▸ **DATA LINES**
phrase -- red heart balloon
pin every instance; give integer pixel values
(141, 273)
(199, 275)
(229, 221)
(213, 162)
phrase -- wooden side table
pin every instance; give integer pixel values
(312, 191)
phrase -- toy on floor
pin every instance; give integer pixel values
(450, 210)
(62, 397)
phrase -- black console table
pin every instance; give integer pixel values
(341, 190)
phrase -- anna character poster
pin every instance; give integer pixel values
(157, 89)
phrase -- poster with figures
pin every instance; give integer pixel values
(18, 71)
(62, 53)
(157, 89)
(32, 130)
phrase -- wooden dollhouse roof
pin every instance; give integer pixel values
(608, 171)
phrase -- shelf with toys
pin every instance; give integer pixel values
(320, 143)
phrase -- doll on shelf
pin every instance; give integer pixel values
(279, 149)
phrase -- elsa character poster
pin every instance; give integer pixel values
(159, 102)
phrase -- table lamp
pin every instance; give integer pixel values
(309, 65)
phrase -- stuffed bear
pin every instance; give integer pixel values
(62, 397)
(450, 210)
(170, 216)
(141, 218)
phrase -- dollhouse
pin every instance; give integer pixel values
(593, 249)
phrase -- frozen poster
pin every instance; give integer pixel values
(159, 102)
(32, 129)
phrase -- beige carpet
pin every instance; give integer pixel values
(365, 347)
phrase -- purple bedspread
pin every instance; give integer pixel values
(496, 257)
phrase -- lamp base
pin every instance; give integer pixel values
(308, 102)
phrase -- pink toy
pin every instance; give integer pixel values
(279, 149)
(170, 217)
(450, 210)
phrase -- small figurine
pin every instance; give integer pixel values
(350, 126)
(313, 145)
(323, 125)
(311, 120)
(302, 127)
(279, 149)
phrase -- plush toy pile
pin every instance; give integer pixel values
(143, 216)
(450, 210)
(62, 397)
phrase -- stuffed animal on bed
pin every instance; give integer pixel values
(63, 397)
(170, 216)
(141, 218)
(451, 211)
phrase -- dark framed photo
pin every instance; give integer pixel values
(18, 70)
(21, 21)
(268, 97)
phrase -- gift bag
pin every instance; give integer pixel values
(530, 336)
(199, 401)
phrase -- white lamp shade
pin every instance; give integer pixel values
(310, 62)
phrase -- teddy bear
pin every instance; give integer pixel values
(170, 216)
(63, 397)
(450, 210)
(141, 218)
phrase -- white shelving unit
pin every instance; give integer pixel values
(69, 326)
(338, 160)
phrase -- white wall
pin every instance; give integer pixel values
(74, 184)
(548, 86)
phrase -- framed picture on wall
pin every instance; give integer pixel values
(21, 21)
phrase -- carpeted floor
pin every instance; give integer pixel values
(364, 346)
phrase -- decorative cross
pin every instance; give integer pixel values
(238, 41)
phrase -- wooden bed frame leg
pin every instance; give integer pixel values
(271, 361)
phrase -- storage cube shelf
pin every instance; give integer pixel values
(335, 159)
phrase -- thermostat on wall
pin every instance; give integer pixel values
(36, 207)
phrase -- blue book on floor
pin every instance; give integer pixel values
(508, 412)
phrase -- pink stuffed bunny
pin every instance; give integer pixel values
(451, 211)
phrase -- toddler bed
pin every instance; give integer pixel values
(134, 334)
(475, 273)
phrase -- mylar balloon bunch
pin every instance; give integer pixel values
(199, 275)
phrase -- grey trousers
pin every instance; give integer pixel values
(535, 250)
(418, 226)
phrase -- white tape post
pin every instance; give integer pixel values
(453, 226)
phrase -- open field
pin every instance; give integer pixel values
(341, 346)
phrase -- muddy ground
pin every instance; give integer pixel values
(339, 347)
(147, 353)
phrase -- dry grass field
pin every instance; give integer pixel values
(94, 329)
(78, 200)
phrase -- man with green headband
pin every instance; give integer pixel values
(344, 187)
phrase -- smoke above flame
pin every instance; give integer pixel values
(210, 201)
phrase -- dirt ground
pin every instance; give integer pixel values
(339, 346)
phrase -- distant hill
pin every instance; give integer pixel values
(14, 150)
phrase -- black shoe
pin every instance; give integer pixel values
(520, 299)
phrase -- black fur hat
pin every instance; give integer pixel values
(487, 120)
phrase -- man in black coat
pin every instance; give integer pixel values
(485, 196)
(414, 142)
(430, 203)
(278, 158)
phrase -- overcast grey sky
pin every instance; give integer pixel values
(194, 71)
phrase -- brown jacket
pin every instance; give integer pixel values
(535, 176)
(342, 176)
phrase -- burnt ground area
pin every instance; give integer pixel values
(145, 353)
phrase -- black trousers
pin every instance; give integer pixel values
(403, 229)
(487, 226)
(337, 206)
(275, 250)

▸ **PROBLEM TO WORK ON**
All of the lines above must be returned exactly.

▸ **CORRECT OUTPUT**
phrase -- red heart balloon
pin every instance; give integer pixel values
(141, 273)
(199, 275)
(229, 221)
(213, 162)
phrase -- wooden side table
pin every instance; give integer pixel values
(312, 191)
phrase -- toy on floor
pin every instance; give integer pixel values
(450, 210)
(62, 397)
phrase -- black console table
pin every instance; give integer pixel values
(341, 190)
phrase -- anna character poster
pin every instance; give integer pixel values
(157, 89)
phrase -- poster with figures
pin every instance; give integer pixel values
(18, 71)
(62, 53)
(157, 89)
(32, 130)
phrase -- wooden dollhouse roof
pin every instance; give integer pixel values
(608, 171)
phrase -- shelf with toys
pin every instance; give integer pixel values
(320, 143)
phrase -- doll on shelf
pin every instance; give integer pixel values
(279, 149)
phrase -- elsa character poster
pin every instance; give integer pixel values
(159, 102)
phrase -- table lamp
pin every instance; give integer pixel values
(309, 65)
phrase -- stuffed bear
pin every instance; give integer pixel values
(62, 397)
(450, 210)
(170, 216)
(141, 218)
phrase -- dollhouse
pin every instance; give integer pixel values
(593, 249)
phrase -- frozen poster
pin every instance; give integer pixel values
(159, 102)
(32, 129)
phrase -- beige carpet
pin every instance; give integer pixel values
(365, 347)
phrase -- purple bedspread
pin every instance; give integer pixel values
(496, 257)
phrase -- lamp base
pin every instance; give integer pixel values
(308, 102)
phrase -- pink toy
pin every instance; give integer pixel values
(279, 149)
(170, 217)
(450, 210)
phrase -- small figurine
pin every instance; give integer pixel values
(350, 126)
(313, 145)
(323, 125)
(311, 120)
(302, 127)
(279, 149)
phrase -- plush toy pile
pin every instance; give integer pixel values
(143, 216)
(450, 210)
(62, 397)
phrase -- stuffed animal on bed
pin every instance; give integer pixel values
(63, 397)
(170, 216)
(141, 218)
(451, 211)
phrase -- dark framed photo
pin every instance; give integer pixel values
(18, 70)
(21, 21)
(268, 97)
phrase -- gift bag
pin every instance; give integer pixel values
(530, 336)
(199, 401)
phrase -- white lamp shade
pin every instance; give integer pixel values
(310, 62)
phrase -- teddy bear
pin every instance; give integer pixel values
(170, 216)
(63, 397)
(450, 210)
(141, 218)
phrase -- white shelving unit
pin every instance; give integer pixel values
(69, 326)
(338, 160)
phrase -- white wall
pin every instance; give integer pixel values
(74, 184)
(548, 86)
phrase -- framed picture on wall
pin every instance; give integer pixel values
(21, 21)
phrase -- carpeted floor
pin every instance; give integer pixel values
(364, 346)
phrase -- decorative cross
pin every instance; give integer pixel values
(238, 41)
phrase -- wooden bed frame leg
pin every instance; give integer pixel values
(271, 361)
phrase -- storage cube shelf
pin every instance; give integer pixel values
(335, 159)
phrase -- thermostat on wall
pin every instance; give integer pixel values
(36, 207)
phrase -- blue book on floor
pin every instance; give integer pixel values
(508, 412)
phrase -- pink stuffed bunny
pin every instance; give integer pixel values
(451, 211)
phrase -- toddler bed
pin every instance; give integer pixel values
(134, 334)
(475, 273)
phrase -- mylar balloon bunch
pin every instance; give integer pixel values
(199, 275)
phrase -- grey trousers
pin every instance; give integer pixel values
(535, 250)
(418, 226)
phrase -- white tape post
pin every instance; give integer pixel values
(453, 226)
phrase -- open field
pin every instance; give integer pixel values
(341, 346)
phrase -- muddy ground
pin every instance; give integer pixel values
(339, 347)
(147, 353)
phrase -- dry grass field
pin every instance; give integer pixel values
(94, 329)
(78, 200)
phrase -- man with green headband
pin every instance; give integer pixel values
(344, 187)
phrase -- smoke above flame
pin every instance; give integer pixel values
(210, 201)
phrase -- dirt ground
pin every instance; give integer pixel values
(339, 346)
phrase -- distant hill
pin every instance; give integer pixel values
(14, 150)
phrase -- black shoe
pin every instance; give integer pixel values
(520, 299)
phrase -- black fur hat
pin every instance; give integer pixel values
(487, 120)
phrase -- man in black coat
pin every instance; give integer pixel values
(485, 196)
(414, 142)
(430, 203)
(278, 158)
phrase -- overcast grey sky
pin every instance; give integer pixel values
(194, 71)
phrase -- brown jacket
pin every instance; give integer pixel values
(535, 176)
(342, 176)
phrase -- burnt ground area
pin every instance; give integer pixel values
(145, 353)
phrase -- black trousers
pin every instance; give integer pixel values
(403, 229)
(487, 226)
(337, 206)
(275, 250)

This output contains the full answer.